--- DATA RECORDS ---

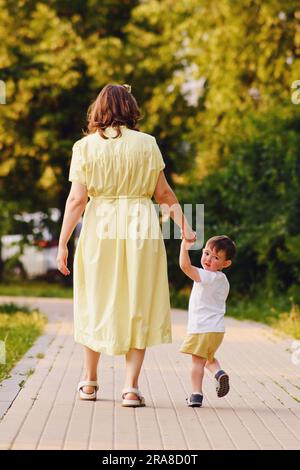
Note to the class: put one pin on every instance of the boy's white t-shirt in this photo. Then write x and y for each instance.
(207, 305)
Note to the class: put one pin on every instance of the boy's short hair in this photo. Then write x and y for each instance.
(223, 243)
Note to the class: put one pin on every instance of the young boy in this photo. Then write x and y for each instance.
(206, 312)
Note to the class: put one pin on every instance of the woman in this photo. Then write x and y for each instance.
(121, 296)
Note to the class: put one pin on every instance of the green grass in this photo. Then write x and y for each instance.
(35, 289)
(19, 328)
(277, 311)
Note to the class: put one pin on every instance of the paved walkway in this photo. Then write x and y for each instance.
(262, 410)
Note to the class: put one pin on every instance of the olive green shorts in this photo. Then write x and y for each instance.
(202, 344)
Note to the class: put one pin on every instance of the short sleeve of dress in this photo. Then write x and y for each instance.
(157, 158)
(77, 170)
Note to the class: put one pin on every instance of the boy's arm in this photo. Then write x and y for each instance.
(185, 262)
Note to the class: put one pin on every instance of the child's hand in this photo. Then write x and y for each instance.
(187, 245)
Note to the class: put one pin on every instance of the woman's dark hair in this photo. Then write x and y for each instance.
(115, 106)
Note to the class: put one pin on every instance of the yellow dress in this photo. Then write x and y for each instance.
(121, 293)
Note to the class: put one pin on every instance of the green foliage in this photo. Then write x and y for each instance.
(231, 144)
(35, 289)
(19, 328)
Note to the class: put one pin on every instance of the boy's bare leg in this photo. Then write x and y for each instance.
(222, 378)
(197, 373)
(213, 366)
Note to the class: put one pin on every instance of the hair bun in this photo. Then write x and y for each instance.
(128, 87)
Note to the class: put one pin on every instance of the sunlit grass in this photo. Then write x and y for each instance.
(19, 328)
(35, 289)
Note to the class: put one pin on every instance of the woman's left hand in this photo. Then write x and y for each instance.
(61, 260)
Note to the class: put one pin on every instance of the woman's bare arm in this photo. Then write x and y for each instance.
(75, 206)
(164, 195)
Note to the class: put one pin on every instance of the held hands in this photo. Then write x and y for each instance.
(188, 237)
(61, 260)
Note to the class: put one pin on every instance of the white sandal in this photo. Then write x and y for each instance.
(87, 396)
(133, 403)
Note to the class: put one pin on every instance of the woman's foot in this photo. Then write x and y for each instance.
(88, 389)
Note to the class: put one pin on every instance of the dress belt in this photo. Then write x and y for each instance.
(120, 197)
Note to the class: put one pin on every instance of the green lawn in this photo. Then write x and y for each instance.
(35, 289)
(19, 328)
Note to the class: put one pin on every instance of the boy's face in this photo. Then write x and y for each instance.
(213, 260)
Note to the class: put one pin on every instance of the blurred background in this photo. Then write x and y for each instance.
(217, 85)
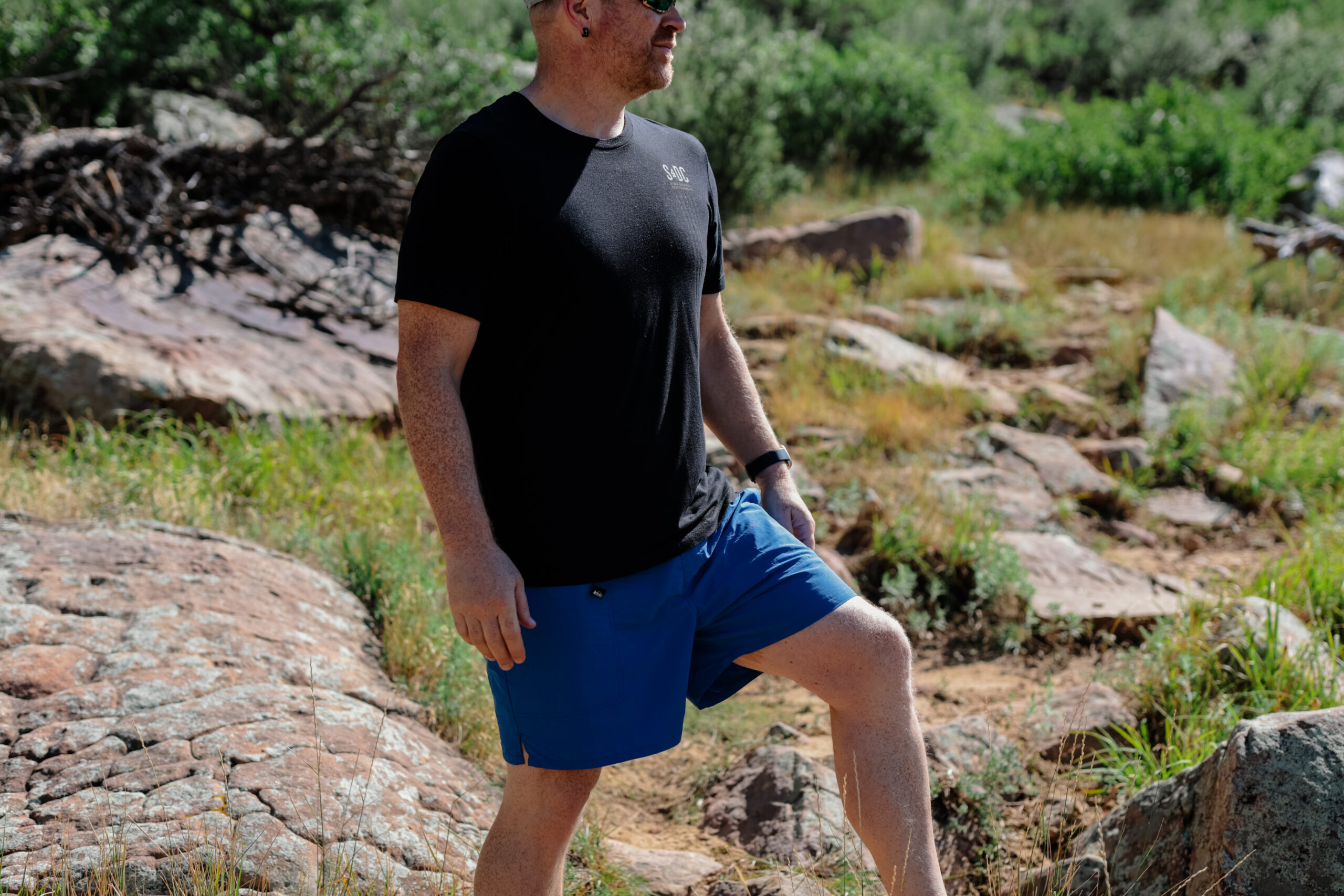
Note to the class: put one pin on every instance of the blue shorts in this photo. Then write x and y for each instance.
(606, 678)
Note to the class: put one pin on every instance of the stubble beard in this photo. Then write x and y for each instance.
(643, 69)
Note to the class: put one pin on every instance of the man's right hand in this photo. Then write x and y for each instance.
(488, 602)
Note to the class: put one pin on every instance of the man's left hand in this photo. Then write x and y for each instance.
(781, 500)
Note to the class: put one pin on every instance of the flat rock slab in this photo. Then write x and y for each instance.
(893, 355)
(854, 239)
(666, 872)
(777, 884)
(990, 273)
(1190, 507)
(1263, 815)
(776, 803)
(1182, 364)
(1058, 464)
(1072, 723)
(1018, 496)
(80, 340)
(1072, 579)
(154, 676)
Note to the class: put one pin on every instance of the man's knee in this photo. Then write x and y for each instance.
(551, 789)
(879, 657)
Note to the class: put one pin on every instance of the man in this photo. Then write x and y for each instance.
(562, 336)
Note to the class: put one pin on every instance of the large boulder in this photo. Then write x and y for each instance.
(1182, 364)
(1261, 816)
(77, 339)
(182, 692)
(1058, 464)
(854, 239)
(188, 119)
(1070, 579)
(777, 804)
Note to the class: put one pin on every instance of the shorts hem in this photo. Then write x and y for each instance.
(601, 762)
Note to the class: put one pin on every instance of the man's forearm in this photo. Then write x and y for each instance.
(441, 448)
(729, 397)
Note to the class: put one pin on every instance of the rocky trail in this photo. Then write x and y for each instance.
(190, 702)
(182, 699)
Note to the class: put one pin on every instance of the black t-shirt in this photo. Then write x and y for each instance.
(584, 261)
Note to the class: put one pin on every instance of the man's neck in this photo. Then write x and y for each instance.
(577, 104)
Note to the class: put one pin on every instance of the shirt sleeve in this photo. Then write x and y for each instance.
(447, 248)
(714, 280)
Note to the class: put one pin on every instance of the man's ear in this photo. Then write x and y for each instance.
(580, 14)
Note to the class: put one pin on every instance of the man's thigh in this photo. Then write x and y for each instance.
(842, 656)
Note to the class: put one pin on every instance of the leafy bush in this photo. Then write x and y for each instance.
(728, 90)
(1172, 148)
(874, 105)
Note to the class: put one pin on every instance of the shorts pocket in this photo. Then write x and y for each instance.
(572, 664)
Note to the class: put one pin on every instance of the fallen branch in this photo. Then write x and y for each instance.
(1276, 241)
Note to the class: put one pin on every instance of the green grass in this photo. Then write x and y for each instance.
(1193, 691)
(337, 495)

--- INSTRUCTIONS FOR THE TASK ---
Each line of the material must be retyped exactly, except that images are omitted.

--- SOLUTION TO THIS EXERCISE ---
Note to the class: put one pin on every instance of the boy's white t-shirt in this photo. Then write x and y for each instance.
(207, 305)
Note to the class: put one pin on every instance of the boy's short hair in this photo. Then write x and y for each instance.
(223, 243)
Note to the class: put one pin on every instance of the young boy in this photo. Then write x and y for each instance.
(206, 312)
Note to the class: put one pin on every instance of the woman in this photo. Then write x and y for each instance.
(121, 296)
Note to the class: put one pin on every instance of the green grass in this photo. Then write x and y for each instance.
(35, 289)
(19, 328)
(277, 311)
Note to the class: put one pin on every instance of the paved walkway in this photo. Then write x and y for each instance.
(262, 410)
Note to the class: put one pin on every instance of the olive green shorts in this photo. Then write x and y for each instance.
(202, 344)
Note to the class: put one pin on every instance of the short sleeve of dress in this photo. Then write x and y for each instance.
(157, 158)
(77, 170)
Note to the class: put one pin on every instance of the boy's arm in this photo. Then write x and y for each instance.
(185, 262)
Note to the class: put one pin on every instance of the child's hand in this photo. Then write x and y for each instance.
(187, 245)
Note to the class: put one pin on every instance of the woman's dark hair in this photo. Then write x and y for each instance.
(115, 106)
Note to the class: put one pin on every instance of the yellow dress in this photo. Then write x and y for each instance.
(121, 293)
Note to the class: put one pin on every instance of the green foliage in this photo. Then write x and y for each instance.
(231, 144)
(35, 289)
(19, 328)
Note to the class: put one pin on every instance of the boy's bare leg in this photo. Then write x and y for each instance.
(222, 378)
(197, 373)
(213, 366)
Note to the class: put one pin on every instance of the hair bun in this photo. Then write x and y for each instance.
(128, 87)
Note to the class: put one pin on every instance of the sunlit grass in this photo. Then write x and y for each instance.
(19, 328)
(35, 289)
Note to the class: put one pin on every instance of the woman's left hand in this photo. Then write x and y for each instance.
(61, 260)
Note to the class: put one pin on every instance of the woman's bare arm in this photo. Then write x and y for each instance.
(75, 206)
(164, 195)
Note to the class: put one pin on every instance of the held hands in this photo. Then write x and y for each instance.
(188, 237)
(61, 260)
Note to the class: put one pin on every instance of the white sandal in this photo. Then write x and y for each instance.
(87, 396)
(133, 403)
Note to the class: put one pin on every instance of the woman's foot in this photo. Then write x and y for each instance.
(88, 389)
Note to the class: put one pin on every instance of the dress belt in this photo. Then write x and y for each instance.
(120, 197)
Note to the class: put one pin on every instance of the green lawn in this photo. Then write x and y for each instance.
(35, 289)
(19, 328)
Note to the class: put one pin on every instance of the boy's face in this photo. Then write x and y for each instance.
(213, 260)
Note to the class: put one pin on every instance of the blurred background in this photo. Then write x and y for each instance.
(217, 85)
Note to the class: put one pin on every instance of the blue shorts in this photo. Then write x and y for each instance.
(606, 678)
Note to the class: put one pin on every instance of the stubble beard in this photo. Then write x and y for each instance.
(643, 69)
Note to the class: put one pin on every instance of the man's right hand in this photo. Then write x and y for each instance.
(488, 602)
Note to the class: put one pin on every instance of the man's left hand in this photo. Then write x and y for each instance.
(781, 500)
Note to the class: put one pin on every instance of the flat rock slab in this photo. Then write x and y for each instance.
(893, 355)
(854, 239)
(666, 872)
(777, 884)
(990, 273)
(1190, 507)
(1263, 815)
(776, 803)
(1182, 364)
(1058, 464)
(1072, 723)
(1018, 496)
(80, 340)
(1072, 579)
(154, 676)
Note to the class: put one pin on every instance of the man's knee in this photo. Then write x and y for each instance.
(551, 789)
(879, 657)
Note to the class: put one pin on every instance of the man in this photo. Then write x and y for each instance.
(562, 336)
Note to the class: put one pin on every instance of the large boulder in this photo. Then write x and y for each instance.
(1182, 364)
(1261, 816)
(77, 339)
(182, 692)
(1058, 464)
(854, 239)
(188, 119)
(1070, 579)
(777, 804)
Note to the class: put one pin on every instance of the shorts hem in this photo. Then write x and y for each instance.
(601, 762)
Note to the class: put one pin on every instance of the man's forearm in this photo. Then write x and y for each instance.
(441, 448)
(729, 397)
Note to the class: put one pin on every instance of the rocky trail in this photo. Then write x and y for each instance.
(190, 702)
(182, 699)
Note to the class: put one pin on every instance of the black t-shirt in this photo. Then write x and y for each instance.
(584, 261)
Note to the class: put one pin on every instance of the man's neck in this photo. Then write x and y for each instance.
(577, 104)
Note to the class: put one pin on every instance of the shirt sleeve in this photo. Then write x and y for each instance.
(447, 248)
(714, 280)
Note to the class: put one pin on every instance of the man's ear in this photo. Then write x and y for each instance.
(580, 14)
Note to the class: put one pin on every instance of the man's thigh in this photo. Then write x and y for each instance.
(842, 656)
Note to the class: put one pin on every instance of the leafy bush in this photo. Then write x and y for each instance.
(728, 90)
(1172, 148)
(874, 105)
Note to the class: put one pin on every instance of the shorts pocket in this photo. Then write x and y for each instance.
(572, 664)
Note to the class: put one pin on every instance of the fallen branch in this photo. Then write x and y for each instance.
(1276, 241)
Note to the class: put one pin on every instance of the green grass in this photo. Then write x and y for each instance.
(1193, 691)
(337, 495)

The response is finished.